→ **Objectifs**
a. Dites s'il vous plaît si chaque affirmation concorde avec l'extrait sur la conférence de Bali. Répondez par oui ou par non, en citant mot pour mot les termes décisifs de l'extrait. (i) Le communiqué reçu est daté et signé de Bali. (ii) Les liens avec le Réseau Action Climat sont les mêmes qu'avec Greenpeace. (iii) Pascal Husting est présenté comme directeur de Greenpeace en France.
b. Reproduisez à l'identique tout le passage de l'extrait sur la conférence de Bali, depuis « Non, décidément non. » jusqu'à « les Nations unies. ».

Non, décidément non. Je ne saurai marcher là-dedans, malgré mon amitié ancienne pour Greenpeace et sa présidente en titre, Katia Kanas. À dire le vrai, mon profond malaise s’étend au Réseau Action Climat (RAC) et à la fondation Nicolas Hulot, mais je n’ai jamais eu les mêmes liens avec eux.
Pourquoi ce préambule ? Parce que j’ai reçu un communiqué de Greenpeace – et des deux autres cités – dont le titre est réellement un programme : Allez Borloo ! Il est daté et signé de Bali, où se déroule une énième conférence mondiale sur le climat. Que disent les trois ONG ? Elles tiennent, entre autres, « à saluer le tournant pris depuis hier soir par la Conférence de Bali, suite au discours tenu par Jean-Louis Borloo devant les Nations unies.
Depuis l’intervention du ministre français de l’Écologie, du Développement et de l’Aménagement durables hier, il n’est question que de ça à Bali : les États-Unis doivent accepter de s’engager avec les autres pays industrialisés à réduire leurs émissions de 25 à 40 % d’ici à 2020 ».
Je vous passe le reste, que je considère comme pur bla-bla. Sauf ceci, dans la bouche du directeur de Greenpeace en France, Pascal Husting : « Nous félicitons Jean-Louis Borloo de mettre ainsi les Américains au pied du mur et de rejeter fermement le processus parallèle qu’ils tentent d’instaurer et qui n’a qu’un seul objectif : torpiller Kyoto ».

→ **Données brutes**
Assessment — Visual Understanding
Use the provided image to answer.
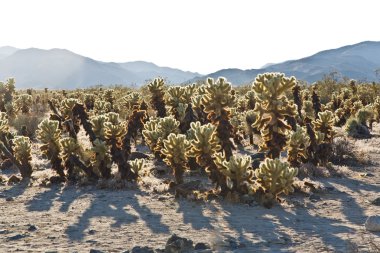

→ **Réponses détaillées**
a.
(i) Oui : « Il est daté et signé de Bali ».
(ii) Non : « mais je n’ai jamais eu les mêmes liens avec eux ».
(iii) Oui : « dans la bouche du directeur de Greenpeace en France, Pascal Husting ».

b.
Non, décidément non. Je ne saurai marcher là-dedans, malgré mon amitié ancienne pour Greenpeace et sa présidente en titre, Katia Kanas. À dire le vrai, mon profond malaise s’étend au Réseau Action Climat (RAC) et à la fondation Nicolas Hulot, mais je n’ai jamais eu les mêmes liens avec eux.
Pourquoi ce préambule ? Parce que j’ai reçu un communiqué de Greenpeace – et des deux autres cités – dont le titre est réellement un programme : Allez Borloo ! Il est daté et signé de Bali, où se déroule une énième conférence mondiale sur le climat. Que disent les trois ONG ? Elles tiennent, entre autres, « à saluer le tournant pris depuis hier soir par la Conférence de Bali, suite au discours tenu par Jean-Louis Borloo devant les Nations unies.